» **What to produce**:
Locate each line in the rows below that contains the word "pink", and copy those lines out. Case counts.

» **Given information**:
▬▬▬▬▬▬▬▬▬▬

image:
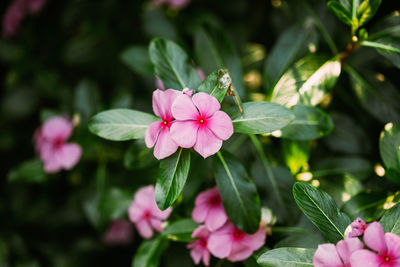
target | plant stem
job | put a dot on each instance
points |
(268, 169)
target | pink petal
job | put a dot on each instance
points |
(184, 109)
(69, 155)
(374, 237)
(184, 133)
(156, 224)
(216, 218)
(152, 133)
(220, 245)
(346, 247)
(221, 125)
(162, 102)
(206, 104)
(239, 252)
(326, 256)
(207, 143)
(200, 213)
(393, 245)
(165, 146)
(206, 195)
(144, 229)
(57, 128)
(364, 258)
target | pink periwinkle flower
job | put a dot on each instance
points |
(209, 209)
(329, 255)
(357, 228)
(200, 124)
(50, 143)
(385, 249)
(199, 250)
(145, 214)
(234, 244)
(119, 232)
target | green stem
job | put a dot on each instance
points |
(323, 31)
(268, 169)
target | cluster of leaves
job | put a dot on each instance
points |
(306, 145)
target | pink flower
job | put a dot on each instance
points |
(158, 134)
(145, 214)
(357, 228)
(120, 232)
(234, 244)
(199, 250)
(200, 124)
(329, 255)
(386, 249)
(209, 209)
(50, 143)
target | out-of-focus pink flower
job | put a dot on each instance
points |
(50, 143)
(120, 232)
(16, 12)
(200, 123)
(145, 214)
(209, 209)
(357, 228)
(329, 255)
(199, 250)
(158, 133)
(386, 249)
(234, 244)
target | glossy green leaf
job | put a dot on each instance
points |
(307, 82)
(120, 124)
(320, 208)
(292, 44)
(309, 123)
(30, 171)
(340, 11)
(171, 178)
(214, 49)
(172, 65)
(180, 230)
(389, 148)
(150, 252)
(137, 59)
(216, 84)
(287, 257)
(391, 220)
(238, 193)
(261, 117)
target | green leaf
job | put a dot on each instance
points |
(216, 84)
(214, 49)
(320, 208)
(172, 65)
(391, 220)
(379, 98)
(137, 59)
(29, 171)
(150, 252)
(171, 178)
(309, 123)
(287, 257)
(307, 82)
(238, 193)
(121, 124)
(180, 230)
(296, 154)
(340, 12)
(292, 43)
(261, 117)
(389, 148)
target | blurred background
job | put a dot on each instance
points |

▬▬▬▬▬▬▬▬▬▬

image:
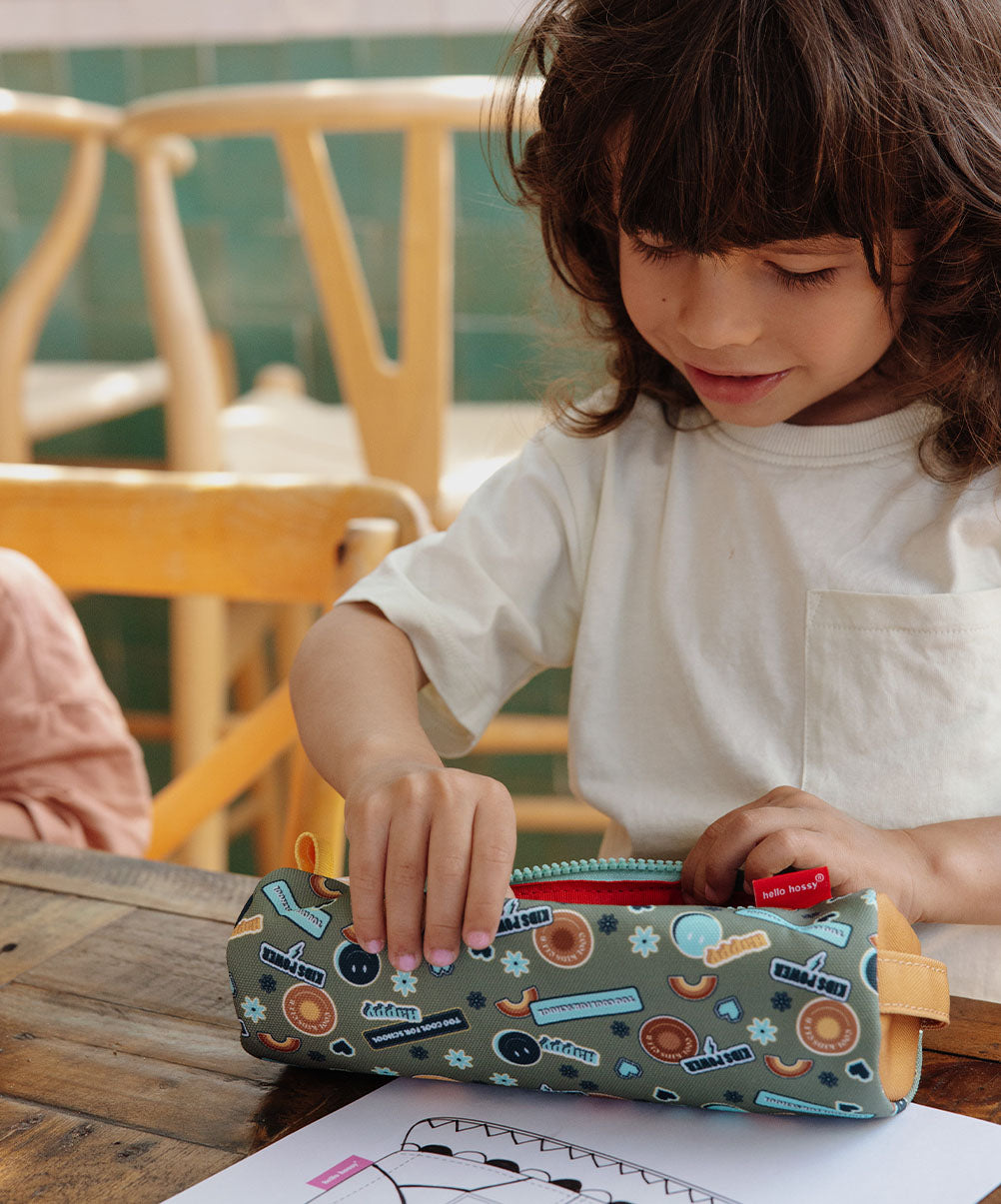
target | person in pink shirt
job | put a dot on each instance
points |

▬▬▬▬▬▬▬▬▬▬

» **Answer to this exercise**:
target | pink petal
target | pink periwinkle flower
target | pink flower
target | out-of-focus pink flower
target | person in pink shirt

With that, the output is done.